[Opening Input material section]

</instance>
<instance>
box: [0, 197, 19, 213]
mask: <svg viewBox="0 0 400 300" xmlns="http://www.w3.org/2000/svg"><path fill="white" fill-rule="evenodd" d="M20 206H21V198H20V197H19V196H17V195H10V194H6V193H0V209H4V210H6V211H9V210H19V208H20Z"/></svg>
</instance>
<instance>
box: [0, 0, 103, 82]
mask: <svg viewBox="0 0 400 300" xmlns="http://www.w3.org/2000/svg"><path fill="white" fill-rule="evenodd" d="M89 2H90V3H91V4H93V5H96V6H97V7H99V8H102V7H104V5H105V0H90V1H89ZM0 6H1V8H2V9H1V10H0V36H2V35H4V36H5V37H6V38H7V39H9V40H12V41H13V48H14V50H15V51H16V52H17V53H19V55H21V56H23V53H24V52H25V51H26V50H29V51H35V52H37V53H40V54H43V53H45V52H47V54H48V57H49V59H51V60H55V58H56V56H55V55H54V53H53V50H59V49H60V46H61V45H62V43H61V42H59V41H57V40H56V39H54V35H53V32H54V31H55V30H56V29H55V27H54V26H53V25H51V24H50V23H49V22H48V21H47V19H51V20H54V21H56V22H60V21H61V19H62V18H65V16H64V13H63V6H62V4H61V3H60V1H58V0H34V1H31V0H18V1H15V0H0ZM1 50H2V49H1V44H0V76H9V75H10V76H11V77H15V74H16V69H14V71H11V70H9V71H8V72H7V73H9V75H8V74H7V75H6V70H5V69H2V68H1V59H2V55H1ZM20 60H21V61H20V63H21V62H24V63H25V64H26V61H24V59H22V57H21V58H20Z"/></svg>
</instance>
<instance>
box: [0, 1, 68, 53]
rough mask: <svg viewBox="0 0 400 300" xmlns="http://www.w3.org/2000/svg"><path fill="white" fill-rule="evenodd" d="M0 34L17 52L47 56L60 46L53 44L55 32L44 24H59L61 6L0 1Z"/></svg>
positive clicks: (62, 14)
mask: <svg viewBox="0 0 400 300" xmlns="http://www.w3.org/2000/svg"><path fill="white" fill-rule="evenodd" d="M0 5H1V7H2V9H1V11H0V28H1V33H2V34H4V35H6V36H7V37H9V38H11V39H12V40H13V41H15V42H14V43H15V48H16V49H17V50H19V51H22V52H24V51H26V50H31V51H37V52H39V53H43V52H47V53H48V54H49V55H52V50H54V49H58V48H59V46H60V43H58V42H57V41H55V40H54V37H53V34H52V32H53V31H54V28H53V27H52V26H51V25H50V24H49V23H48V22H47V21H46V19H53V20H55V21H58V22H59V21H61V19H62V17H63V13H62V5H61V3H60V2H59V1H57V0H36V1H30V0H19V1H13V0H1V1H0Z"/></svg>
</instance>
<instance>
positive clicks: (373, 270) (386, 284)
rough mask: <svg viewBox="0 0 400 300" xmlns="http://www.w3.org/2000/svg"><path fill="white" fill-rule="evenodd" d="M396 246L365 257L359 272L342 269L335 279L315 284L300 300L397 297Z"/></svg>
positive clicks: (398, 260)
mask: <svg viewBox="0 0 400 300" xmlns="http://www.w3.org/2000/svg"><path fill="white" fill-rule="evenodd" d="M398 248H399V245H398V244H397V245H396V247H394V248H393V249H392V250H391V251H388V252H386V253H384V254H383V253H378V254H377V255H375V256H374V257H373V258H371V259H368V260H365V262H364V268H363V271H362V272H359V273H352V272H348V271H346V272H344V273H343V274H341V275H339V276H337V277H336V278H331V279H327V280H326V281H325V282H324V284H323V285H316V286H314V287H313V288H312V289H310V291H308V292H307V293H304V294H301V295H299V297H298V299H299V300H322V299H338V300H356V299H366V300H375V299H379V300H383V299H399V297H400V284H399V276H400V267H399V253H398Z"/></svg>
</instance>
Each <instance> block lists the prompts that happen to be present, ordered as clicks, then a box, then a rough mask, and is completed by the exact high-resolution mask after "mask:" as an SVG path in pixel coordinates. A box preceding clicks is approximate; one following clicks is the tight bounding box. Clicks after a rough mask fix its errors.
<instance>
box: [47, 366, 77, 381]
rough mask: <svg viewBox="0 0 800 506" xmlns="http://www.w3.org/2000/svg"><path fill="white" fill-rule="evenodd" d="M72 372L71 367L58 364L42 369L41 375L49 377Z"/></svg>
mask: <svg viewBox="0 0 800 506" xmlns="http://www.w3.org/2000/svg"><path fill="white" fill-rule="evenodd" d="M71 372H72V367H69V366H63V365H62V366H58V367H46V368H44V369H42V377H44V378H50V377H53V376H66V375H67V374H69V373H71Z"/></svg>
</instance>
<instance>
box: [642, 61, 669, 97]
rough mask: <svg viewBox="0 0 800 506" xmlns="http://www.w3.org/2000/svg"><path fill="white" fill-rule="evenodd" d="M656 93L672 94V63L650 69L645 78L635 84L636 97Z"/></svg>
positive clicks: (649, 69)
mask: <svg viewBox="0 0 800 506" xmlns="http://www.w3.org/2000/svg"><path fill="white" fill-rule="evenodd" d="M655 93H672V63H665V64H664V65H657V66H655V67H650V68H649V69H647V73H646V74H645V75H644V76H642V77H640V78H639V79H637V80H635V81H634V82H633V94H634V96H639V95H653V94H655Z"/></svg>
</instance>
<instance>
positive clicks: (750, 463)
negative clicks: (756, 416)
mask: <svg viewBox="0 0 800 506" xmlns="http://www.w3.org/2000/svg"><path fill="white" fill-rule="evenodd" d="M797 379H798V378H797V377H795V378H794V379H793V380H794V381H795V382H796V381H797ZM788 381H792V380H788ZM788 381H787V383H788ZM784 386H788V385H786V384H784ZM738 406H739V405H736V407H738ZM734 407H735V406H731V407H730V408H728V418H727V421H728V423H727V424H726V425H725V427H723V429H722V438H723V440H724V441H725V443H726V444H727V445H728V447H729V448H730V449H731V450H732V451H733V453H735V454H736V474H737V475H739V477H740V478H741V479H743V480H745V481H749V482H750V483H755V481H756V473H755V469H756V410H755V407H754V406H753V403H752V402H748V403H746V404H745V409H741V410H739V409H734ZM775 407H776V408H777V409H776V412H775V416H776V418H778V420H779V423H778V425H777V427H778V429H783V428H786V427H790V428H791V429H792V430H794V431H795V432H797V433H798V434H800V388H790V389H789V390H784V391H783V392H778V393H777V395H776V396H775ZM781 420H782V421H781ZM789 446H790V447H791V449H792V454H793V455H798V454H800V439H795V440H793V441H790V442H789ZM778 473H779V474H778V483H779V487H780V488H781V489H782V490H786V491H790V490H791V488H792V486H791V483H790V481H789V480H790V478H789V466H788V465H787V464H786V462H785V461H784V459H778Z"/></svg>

[Closing Input material section]

* [Exercise brief]:
Once you have read the records above, write them out again exactly.

* [Written response]:
</instance>
<instance>
box: [0, 197, 19, 213]
mask: <svg viewBox="0 0 400 300" xmlns="http://www.w3.org/2000/svg"><path fill="white" fill-rule="evenodd" d="M20 206H21V198H20V197H19V196H17V195H10V194H6V193H0V209H4V210H6V211H9V210H19V208H20Z"/></svg>
</instance>
<instance>
box: [0, 0, 103, 82]
mask: <svg viewBox="0 0 400 300" xmlns="http://www.w3.org/2000/svg"><path fill="white" fill-rule="evenodd" d="M89 2H90V3H91V4H93V5H96V6H97V7H99V8H102V7H104V5H105V0H90V1H89ZM0 6H1V8H2V9H1V10H0V36H2V35H4V36H5V37H6V38H7V39H9V40H12V41H13V48H14V50H15V51H16V52H17V53H19V55H21V56H23V53H24V52H25V51H26V50H29V51H35V52H37V53H40V54H43V53H45V52H47V54H48V57H49V59H51V60H55V58H56V56H55V55H54V53H53V50H59V49H60V46H61V45H62V43H61V42H59V41H57V40H56V39H54V35H53V32H54V31H55V30H56V29H55V27H54V26H53V25H51V24H50V23H49V22H48V21H47V19H51V20H54V21H56V22H60V21H61V19H62V18H65V16H64V13H63V6H62V4H61V3H60V1H58V0H34V1H31V0H18V1H15V0H0ZM1 50H2V49H1V44H0V76H9V75H10V76H11V77H15V74H16V69H14V71H11V70H9V71H8V72H7V73H9V75H8V74H7V75H6V70H5V69H2V68H1V59H2V55H1ZM20 60H21V61H20V63H21V62H24V63H25V64H26V61H24V59H22V57H21V58H20Z"/></svg>
</instance>
<instance>
box: [0, 1, 68, 53]
rough mask: <svg viewBox="0 0 400 300" xmlns="http://www.w3.org/2000/svg"><path fill="white" fill-rule="evenodd" d="M0 34L17 52L47 56L60 46L53 44L55 32L44 24H59L61 6L0 1Z"/></svg>
positive clicks: (62, 14)
mask: <svg viewBox="0 0 400 300" xmlns="http://www.w3.org/2000/svg"><path fill="white" fill-rule="evenodd" d="M0 5H1V7H2V9H1V11H0V28H1V33H2V34H4V35H6V36H7V37H9V38H11V39H12V40H13V41H15V42H14V43H15V48H16V49H17V50H19V51H22V52H24V51H26V50H31V51H37V52H39V53H43V52H47V53H48V54H49V55H52V50H54V49H58V48H59V46H60V43H58V42H57V41H55V40H54V37H53V34H52V32H53V31H54V28H53V27H52V26H51V25H50V24H49V23H48V22H47V21H46V19H53V20H55V21H58V22H59V21H61V19H62V17H63V13H62V5H61V3H60V2H59V1H57V0H36V1H30V0H19V1H13V0H1V1H0Z"/></svg>
</instance>
<instance>
positive clicks: (373, 270) (386, 284)
rough mask: <svg viewBox="0 0 400 300" xmlns="http://www.w3.org/2000/svg"><path fill="white" fill-rule="evenodd" d="M396 246L365 257L359 272L342 269L335 279L315 284L300 300L397 297Z"/></svg>
positive clicks: (398, 260)
mask: <svg viewBox="0 0 400 300" xmlns="http://www.w3.org/2000/svg"><path fill="white" fill-rule="evenodd" d="M398 248H399V245H398V244H397V245H396V247H394V248H393V249H392V250H391V251H388V252H386V253H384V254H383V253H378V254H377V255H375V256H374V257H373V258H371V259H368V260H365V262H364V268H363V271H362V272H359V273H352V272H348V271H346V272H344V273H343V274H341V275H339V276H337V277H336V278H331V279H327V280H326V281H325V282H324V284H323V285H316V286H314V287H313V288H312V289H310V291H308V292H307V293H304V294H301V295H299V297H298V299H299V300H322V299H338V300H356V299H366V300H375V299H379V300H383V299H399V297H400V284H399V276H400V267H399V253H398Z"/></svg>
</instance>
Each <instance> block lists the prompts that happen to be present, ordered as clicks, then a box, then a rough mask, and is completed by the exact high-resolution mask after "mask:" as an SVG path in pixel coordinates. A box preceding clicks is approximate; one following clicks is the tight bounding box. Clicks after a rough mask fix its errors.
<instance>
box: [47, 366, 77, 381]
rough mask: <svg viewBox="0 0 800 506" xmlns="http://www.w3.org/2000/svg"><path fill="white" fill-rule="evenodd" d="M72 372L71 367L58 364L42 369L41 375L49 377Z"/></svg>
mask: <svg viewBox="0 0 800 506" xmlns="http://www.w3.org/2000/svg"><path fill="white" fill-rule="evenodd" d="M71 372H72V367H69V366H63V365H62V366H58V367H46V368H44V369H42V377H44V378H50V377H53V376H66V375H67V374H69V373H71Z"/></svg>
</instance>
<instance>
box: [642, 61, 669, 97]
rough mask: <svg viewBox="0 0 800 506" xmlns="http://www.w3.org/2000/svg"><path fill="white" fill-rule="evenodd" d="M656 93L672 94V63L650 69L645 78L635 84L636 97Z"/></svg>
positive clicks: (649, 69)
mask: <svg viewBox="0 0 800 506" xmlns="http://www.w3.org/2000/svg"><path fill="white" fill-rule="evenodd" d="M655 93H672V63H665V64H664V65H657V66H655V67H650V68H649V69H647V73H646V74H645V75H644V76H642V77H640V78H639V79H637V80H635V81H634V82H633V94H634V96H639V95H653V94H655Z"/></svg>
</instance>
<instance>
positive clicks: (750, 463)
negative clicks: (756, 416)
mask: <svg viewBox="0 0 800 506" xmlns="http://www.w3.org/2000/svg"><path fill="white" fill-rule="evenodd" d="M797 379H798V378H797V377H795V378H794V379H793V380H794V381H795V382H796V381H797ZM788 381H792V380H788ZM788 381H787V383H788ZM784 386H788V385H786V384H784ZM738 406H739V405H736V407H738ZM734 407H735V406H731V407H730V408H728V418H727V421H728V423H727V424H726V425H725V427H723V429H722V438H723V440H724V441H725V443H726V444H727V445H728V447H729V448H730V449H731V450H732V451H733V453H735V454H736V474H737V475H739V477H740V478H741V479H743V480H745V481H749V482H750V483H755V481H756V473H755V469H756V410H755V407H754V406H753V403H752V402H748V403H746V404H745V409H741V410H739V409H734ZM775 407H776V408H777V409H776V412H775V416H776V418H778V420H779V423H778V425H777V427H778V429H783V428H786V427H790V428H791V429H792V430H794V431H795V432H797V433H798V434H800V388H790V389H789V390H784V391H783V392H778V393H777V395H776V396H775ZM781 420H782V421H781ZM789 446H790V447H791V449H792V454H793V455H798V454H800V439H795V440H793V441H790V442H789ZM778 473H779V474H778V483H779V487H780V488H781V489H782V490H786V491H790V490H791V488H792V486H791V483H790V481H789V480H790V478H789V466H788V465H787V464H786V462H785V461H784V459H778Z"/></svg>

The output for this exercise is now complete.